* _СТРОКИ НАБОРА ДАННЫХ_
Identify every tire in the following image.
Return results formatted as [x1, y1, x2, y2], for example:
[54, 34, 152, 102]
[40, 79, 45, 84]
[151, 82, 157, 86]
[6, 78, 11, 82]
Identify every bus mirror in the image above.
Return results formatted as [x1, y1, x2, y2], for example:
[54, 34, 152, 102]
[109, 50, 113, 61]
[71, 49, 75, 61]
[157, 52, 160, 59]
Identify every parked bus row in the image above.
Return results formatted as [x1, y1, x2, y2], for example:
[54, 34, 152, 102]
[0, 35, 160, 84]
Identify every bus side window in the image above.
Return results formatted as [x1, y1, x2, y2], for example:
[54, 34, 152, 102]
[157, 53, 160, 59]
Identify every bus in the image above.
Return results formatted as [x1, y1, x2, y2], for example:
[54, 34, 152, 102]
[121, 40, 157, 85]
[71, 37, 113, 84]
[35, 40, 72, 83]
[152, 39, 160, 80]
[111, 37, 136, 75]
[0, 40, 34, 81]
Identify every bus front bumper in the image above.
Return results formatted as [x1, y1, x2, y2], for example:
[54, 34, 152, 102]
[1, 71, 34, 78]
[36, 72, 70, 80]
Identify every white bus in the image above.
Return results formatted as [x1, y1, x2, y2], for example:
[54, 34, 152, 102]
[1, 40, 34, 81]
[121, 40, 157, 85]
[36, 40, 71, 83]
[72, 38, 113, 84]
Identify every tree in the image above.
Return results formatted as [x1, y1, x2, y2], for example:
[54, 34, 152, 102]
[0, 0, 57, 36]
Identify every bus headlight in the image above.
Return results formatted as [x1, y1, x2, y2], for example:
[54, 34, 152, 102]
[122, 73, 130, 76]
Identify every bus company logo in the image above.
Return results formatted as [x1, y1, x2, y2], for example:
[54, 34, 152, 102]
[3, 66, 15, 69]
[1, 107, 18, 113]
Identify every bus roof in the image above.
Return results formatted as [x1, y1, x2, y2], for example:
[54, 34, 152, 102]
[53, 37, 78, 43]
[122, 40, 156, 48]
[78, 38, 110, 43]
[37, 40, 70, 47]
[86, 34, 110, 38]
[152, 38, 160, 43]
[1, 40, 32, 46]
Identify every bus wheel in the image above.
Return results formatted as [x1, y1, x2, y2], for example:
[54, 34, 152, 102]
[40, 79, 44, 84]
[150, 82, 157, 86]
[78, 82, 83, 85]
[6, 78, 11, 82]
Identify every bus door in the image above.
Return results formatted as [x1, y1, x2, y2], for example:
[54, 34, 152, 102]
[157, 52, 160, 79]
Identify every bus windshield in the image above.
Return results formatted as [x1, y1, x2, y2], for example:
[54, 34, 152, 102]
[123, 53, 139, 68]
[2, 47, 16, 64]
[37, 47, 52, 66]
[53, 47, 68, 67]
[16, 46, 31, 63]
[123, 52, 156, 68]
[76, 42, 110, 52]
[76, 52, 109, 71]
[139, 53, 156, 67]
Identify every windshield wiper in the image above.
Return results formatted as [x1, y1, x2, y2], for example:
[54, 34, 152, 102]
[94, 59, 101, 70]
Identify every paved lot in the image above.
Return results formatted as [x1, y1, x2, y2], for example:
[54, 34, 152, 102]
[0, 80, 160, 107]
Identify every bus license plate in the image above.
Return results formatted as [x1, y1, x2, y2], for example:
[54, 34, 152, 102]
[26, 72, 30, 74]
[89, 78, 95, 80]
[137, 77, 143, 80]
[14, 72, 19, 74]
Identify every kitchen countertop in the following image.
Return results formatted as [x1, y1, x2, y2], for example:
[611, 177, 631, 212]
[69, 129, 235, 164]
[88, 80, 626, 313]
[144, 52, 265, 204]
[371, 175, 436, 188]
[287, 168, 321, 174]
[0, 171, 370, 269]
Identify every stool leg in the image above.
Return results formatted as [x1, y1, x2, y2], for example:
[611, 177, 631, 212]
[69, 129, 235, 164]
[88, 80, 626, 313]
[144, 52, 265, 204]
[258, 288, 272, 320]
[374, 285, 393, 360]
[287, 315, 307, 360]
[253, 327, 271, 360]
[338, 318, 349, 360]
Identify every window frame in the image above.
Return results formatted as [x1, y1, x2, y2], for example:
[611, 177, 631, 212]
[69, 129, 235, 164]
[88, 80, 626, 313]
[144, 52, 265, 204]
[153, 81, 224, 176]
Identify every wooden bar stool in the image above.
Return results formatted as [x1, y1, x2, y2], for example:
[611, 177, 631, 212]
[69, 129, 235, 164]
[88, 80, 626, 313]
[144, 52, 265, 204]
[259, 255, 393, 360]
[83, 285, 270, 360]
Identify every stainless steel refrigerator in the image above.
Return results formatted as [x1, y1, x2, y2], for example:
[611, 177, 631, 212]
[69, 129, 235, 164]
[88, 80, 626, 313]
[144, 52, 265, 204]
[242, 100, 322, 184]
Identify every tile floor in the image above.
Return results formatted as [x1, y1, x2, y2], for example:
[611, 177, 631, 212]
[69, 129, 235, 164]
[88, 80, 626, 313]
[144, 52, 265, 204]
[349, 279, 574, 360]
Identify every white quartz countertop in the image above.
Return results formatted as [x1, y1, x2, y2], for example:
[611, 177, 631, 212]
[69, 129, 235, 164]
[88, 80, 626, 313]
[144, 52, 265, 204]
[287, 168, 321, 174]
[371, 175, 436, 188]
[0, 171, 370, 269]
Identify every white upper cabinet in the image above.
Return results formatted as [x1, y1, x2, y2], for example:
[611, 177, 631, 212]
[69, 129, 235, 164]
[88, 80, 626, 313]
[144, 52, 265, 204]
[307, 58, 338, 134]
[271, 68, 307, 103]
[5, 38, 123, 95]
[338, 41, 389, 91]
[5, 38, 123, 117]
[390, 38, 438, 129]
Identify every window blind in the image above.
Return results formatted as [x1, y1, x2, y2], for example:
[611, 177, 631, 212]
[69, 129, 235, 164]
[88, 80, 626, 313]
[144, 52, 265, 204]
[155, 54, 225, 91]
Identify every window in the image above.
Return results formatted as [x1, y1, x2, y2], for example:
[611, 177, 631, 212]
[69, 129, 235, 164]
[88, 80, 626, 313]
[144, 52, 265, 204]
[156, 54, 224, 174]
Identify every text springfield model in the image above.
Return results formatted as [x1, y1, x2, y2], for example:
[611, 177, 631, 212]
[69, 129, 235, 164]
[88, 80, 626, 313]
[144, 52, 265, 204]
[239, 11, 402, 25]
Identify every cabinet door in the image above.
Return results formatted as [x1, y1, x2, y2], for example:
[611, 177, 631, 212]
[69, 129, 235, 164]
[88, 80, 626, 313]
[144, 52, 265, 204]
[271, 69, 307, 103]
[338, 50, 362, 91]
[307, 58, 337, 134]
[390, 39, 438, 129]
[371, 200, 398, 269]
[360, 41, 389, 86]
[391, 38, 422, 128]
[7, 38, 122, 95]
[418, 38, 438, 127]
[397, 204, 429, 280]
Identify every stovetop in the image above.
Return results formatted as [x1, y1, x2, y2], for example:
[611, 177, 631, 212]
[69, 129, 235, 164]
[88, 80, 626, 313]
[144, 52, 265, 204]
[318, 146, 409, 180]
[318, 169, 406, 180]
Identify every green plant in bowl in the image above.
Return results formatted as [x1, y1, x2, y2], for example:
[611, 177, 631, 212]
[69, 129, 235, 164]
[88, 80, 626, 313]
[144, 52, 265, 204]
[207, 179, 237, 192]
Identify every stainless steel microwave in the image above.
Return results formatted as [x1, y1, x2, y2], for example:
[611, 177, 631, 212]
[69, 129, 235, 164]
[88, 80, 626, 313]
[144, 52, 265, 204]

* _ПОСТАНОВКА ЗАДАЧИ_
Выведите все приведенные выше строки в виде таблицы Markdown с двумя столбцами: «Номер» и «Строка». Пустые строки пропустите.

* _РЕЗУЛЬТАТ ВЫПОЛНЕНИЯ_
| Номер | Строка |
|---|---|
| 1 | Identify every tire in the following image. |
| 2 | Return results formatted as [x1, y1, x2, y2], for example: |
| 3 | [54, 34, 152, 102] |
| 4 | [40, 79, 45, 84] |
| 5 | [151, 82, 157, 86] |
| 6 | [6, 78, 11, 82] |
| 7 | Identify every bus mirror in the image above. |
| 8 | Return results formatted as [x1, y1, x2, y2], for example: |
| 9 | [54, 34, 152, 102] |
| 10 | [109, 50, 113, 61] |
| 11 | [71, 49, 75, 61] |
| 12 | [157, 52, 160, 59] |
| 13 | Identify every parked bus row in the image above. |
| 14 | Return results formatted as [x1, y1, x2, y2], for example: |
| 15 | [54, 34, 152, 102] |
| 16 | [0, 35, 160, 84] |
| 17 | Identify every bus side window in the image above. |
| 18 | Return results formatted as [x1, y1, x2, y2], for example: |
| 19 | [54, 34, 152, 102] |
| 20 | [157, 53, 160, 59] |
| 21 | Identify every bus in the image above. |
| 22 | Return results formatted as [x1, y1, x2, y2], for example: |
| 23 | [54, 34, 152, 102] |
| 24 | [121, 40, 157, 85] |
| 25 | [71, 37, 113, 84] |
| 26 | [35, 40, 72, 83] |
| 27 | [152, 39, 160, 80] |
| 28 | [111, 37, 136, 75] |
| 29 | [0, 40, 34, 81] |
| 30 | Identify every bus front bumper in the image above. |
| 31 | Return results formatted as [x1, y1, x2, y2], for example: |
| 32 | [54, 34, 152, 102] |
| 33 | [1, 71, 34, 78] |
| 34 | [36, 72, 70, 80] |
| 35 | Identify every white bus in the image above. |
| 36 | Return results formatted as [x1, y1, x2, y2], for example: |
| 37 | [54, 34, 152, 102] |
| 38 | [1, 40, 34, 81] |
| 39 | [121, 40, 157, 85] |
| 40 | [36, 40, 71, 83] |
| 41 | [72, 38, 113, 84] |
| 42 | Identify every tree in the image above. |
| 43 | Return results formatted as [x1, y1, x2, y2], for example: |
| 44 | [54, 34, 152, 102] |
| 45 | [0, 0, 57, 36] |
| 46 | Identify every bus headlight in the image above. |
| 47 | Return results formatted as [x1, y1, x2, y2], for example: |
| 48 | [54, 34, 152, 102] |
| 49 | [122, 73, 130, 76] |
| 50 | Identify every bus company logo in the image above. |
| 51 | Return results formatted as [x1, y1, x2, y2], for example: |
| 52 | [54, 34, 152, 102] |
| 53 | [3, 66, 15, 69] |
| 54 | [1, 107, 18, 113] |
| 55 | Identify every bus roof in the image above. |
| 56 | Return results formatted as [x1, y1, x2, y2], for example: |
| 57 | [54, 34, 152, 102] |
| 58 | [53, 37, 78, 43] |
| 59 | [122, 40, 156, 48] |
| 60 | [78, 38, 110, 43] |
| 61 | [37, 40, 70, 47] |
| 62 | [86, 34, 110, 38] |
| 63 | [152, 38, 160, 43] |
| 64 | [1, 40, 32, 46] |
| 65 | Identify every bus wheel in the image above. |
| 66 | Return results formatted as [x1, y1, x2, y2], for example: |
| 67 | [54, 34, 152, 102] |
| 68 | [40, 79, 44, 84] |
| 69 | [150, 82, 157, 86] |
| 70 | [78, 82, 83, 85] |
| 71 | [6, 78, 11, 82] |
| 72 | Identify every bus door in the image above. |
| 73 | Return results formatted as [x1, y1, x2, y2], for example: |
| 74 | [54, 34, 152, 102] |
| 75 | [157, 52, 160, 79] |
| 76 | Identify every bus windshield in the image above. |
| 77 | Return results formatted as [x1, y1, x2, y2], for example: |
| 78 | [54, 34, 152, 102] |
| 79 | [123, 53, 139, 68] |
| 80 | [2, 47, 16, 64] |
| 81 | [37, 47, 52, 66] |
| 82 | [53, 47, 68, 67] |
| 83 | [16, 46, 31, 63] |
| 84 | [123, 52, 156, 68] |
| 85 | [76, 42, 110, 52] |
| 86 | [76, 52, 109, 71] |
| 87 | [139, 53, 156, 67] |
| 88 | Identify every windshield wiper in the image above. |
| 89 | Return results formatted as [x1, y1, x2, y2], for example: |
| 90 | [54, 34, 152, 102] |
| 91 | [94, 59, 101, 70] |
| 92 | Identify every paved lot in the image above. |
| 93 | Return results formatted as [x1, y1, x2, y2], for example: |
| 94 | [54, 34, 152, 102] |
| 95 | [0, 80, 160, 107] |
| 96 | Identify every bus license plate in the image above. |
| 97 | Return results formatted as [x1, y1, x2, y2], for example: |
| 98 | [54, 34, 152, 102] |
| 99 | [26, 72, 30, 74] |
| 100 | [89, 78, 95, 80] |
| 101 | [137, 77, 143, 80] |
| 102 | [14, 72, 19, 74] |
| 103 | Identify every kitchen countertop in the following image. |
| 104 | Return results formatted as [x1, y1, x2, y2], for example: |
| 105 | [611, 177, 631, 212] |
| 106 | [69, 129, 235, 164] |
| 107 | [88, 80, 626, 313] |
| 108 | [144, 52, 265, 204] |
| 109 | [371, 175, 436, 188] |
| 110 | [287, 168, 321, 174] |
| 111 | [0, 171, 370, 269] |
| 112 | Identify every stool leg in the image above. |
| 113 | Return results formatted as [x1, y1, x2, y2], for example: |
| 114 | [611, 177, 631, 212] |
| 115 | [69, 129, 235, 164] |
| 116 | [88, 80, 626, 313] |
| 117 | [144, 52, 265, 204] |
| 118 | [258, 288, 272, 320] |
| 119 | [374, 285, 393, 360] |
| 120 | [287, 315, 307, 360] |
| 121 | [253, 327, 271, 360] |
| 122 | [338, 318, 349, 360] |
| 123 | Identify every window frame in the image above. |
| 124 | Return results formatted as [x1, y1, x2, y2], for example: |
| 125 | [611, 177, 631, 212] |
| 126 | [69, 129, 235, 164] |
| 127 | [88, 80, 626, 313] |
| 128 | [144, 52, 265, 204] |
| 129 | [153, 81, 224, 176] |
| 130 | Identify every wooden bar stool in the image above. |
| 131 | Return results formatted as [x1, y1, x2, y2], for example: |
| 132 | [611, 177, 631, 212] |
| 133 | [69, 129, 235, 164] |
| 134 | [88, 80, 626, 313] |
| 135 | [144, 52, 265, 204] |
| 136 | [259, 255, 393, 360] |
| 137 | [83, 285, 270, 360] |
| 138 | Identify every stainless steel refrigerator in the image above. |
| 139 | Return results formatted as [x1, y1, x2, y2], for example: |
| 140 | [611, 177, 631, 212] |
| 141 | [69, 129, 235, 164] |
| 142 | [88, 80, 626, 313] |
| 143 | [144, 52, 265, 204] |
| 144 | [242, 100, 322, 184] |
| 145 | Identify every tile floor in the image above. |
| 146 | Return results formatted as [x1, y1, x2, y2], for example: |
| 147 | [611, 177, 631, 212] |
| 148 | [69, 129, 235, 164] |
| 149 | [88, 80, 626, 313] |
| 150 | [144, 52, 265, 204] |
| 151 | [349, 279, 574, 360] |
| 152 | Identify every white quartz countertop in the image above. |
| 153 | Return results formatted as [x1, y1, x2, y2], for example: |
| 154 | [611, 177, 631, 212] |
| 155 | [69, 129, 235, 164] |
| 156 | [88, 80, 626, 313] |
| 157 | [144, 52, 265, 204] |
| 158 | [287, 168, 321, 174] |
| 159 | [371, 175, 436, 188] |
| 160 | [0, 171, 370, 269] |
| 161 | Identify every white upper cabinet in the image above. |
| 162 | Return results formatted as [x1, y1, x2, y2], for example: |
| 163 | [611, 177, 631, 212] |
| 164 | [69, 129, 235, 164] |
| 165 | [88, 80, 626, 313] |
| 166 | [144, 52, 265, 204] |
| 167 | [307, 58, 338, 134] |
| 168 | [271, 68, 307, 103] |
| 169 | [5, 38, 123, 95] |
| 170 | [338, 41, 389, 91] |
| 171 | [5, 38, 123, 117] |
| 172 | [390, 38, 438, 129] |
| 173 | Identify every window blind in the image above. |
| 174 | Return results formatted as [x1, y1, x2, y2], for example: |
| 175 | [611, 177, 631, 212] |
| 176 | [69, 129, 235, 164] |
| 177 | [88, 80, 626, 313] |
| 178 | [144, 52, 265, 204] |
| 179 | [155, 54, 225, 91] |
| 180 | Identify every window in the image above. |
| 181 | Return results formatted as [x1, y1, x2, y2], for example: |
| 182 | [611, 177, 631, 212] |
| 183 | [69, 129, 235, 164] |
| 184 | [88, 80, 626, 313] |
| 185 | [144, 52, 265, 204] |
| 186 | [156, 54, 224, 174] |
| 187 | Identify every text springfield model in the image above. |
| 188 | Return results formatted as [x1, y1, x2, y2], for example: |
| 189 | [611, 177, 631, 212] |
| 190 | [69, 129, 235, 164] |
| 191 | [88, 80, 626, 313] |
| 192 | [144, 52, 265, 204] |
| 193 | [239, 11, 402, 25] |
| 194 | Identify every cabinet door in the image above. |
| 195 | Return results formatted as [x1, y1, x2, y2], for example: |
| 196 | [611, 177, 631, 212] |
| 197 | [69, 129, 235, 164] |
| 198 | [88, 80, 626, 313] |
| 199 | [144, 52, 265, 204] |
| 200 | [271, 69, 307, 103] |
| 201 | [338, 50, 362, 91] |
| 202 | [307, 58, 337, 134] |
| 203 | [390, 39, 438, 129] |
| 204 | [371, 200, 398, 269] |
| 205 | [360, 41, 389, 86] |
| 206 | [391, 38, 422, 128] |
| 207 | [7, 38, 122, 95] |
| 208 | [418, 38, 438, 127] |
| 209 | [397, 204, 429, 280] |
| 210 | Identify every stovetop in the image above. |
| 211 | Return results formatted as [x1, y1, x2, y2], for example: |
| 212 | [611, 177, 631, 212] |
| 213 | [69, 129, 235, 164] |
| 214 | [88, 80, 626, 313] |
| 215 | [144, 52, 265, 204] |
| 216 | [318, 146, 409, 180] |
| 217 | [318, 169, 406, 180] |
| 218 | Identify every green plant in bowl in the image above. |
| 219 | Return results formatted as [x1, y1, x2, y2], for example: |
| 220 | [611, 177, 631, 212] |
| 221 | [69, 129, 235, 164] |
| 222 | [88, 80, 626, 313] |
| 223 | [144, 52, 265, 204] |
| 224 | [207, 179, 237, 192] |
| 225 | Identify every stainless steel microwave in the image above. |
| 226 | Return results formatted as [x1, y1, x2, y2], for example: |
| 227 | [611, 177, 631, 212] |
| 228 | [69, 129, 235, 164] |
| 229 | [88, 80, 626, 313] |
| 230 | [144, 52, 265, 204] |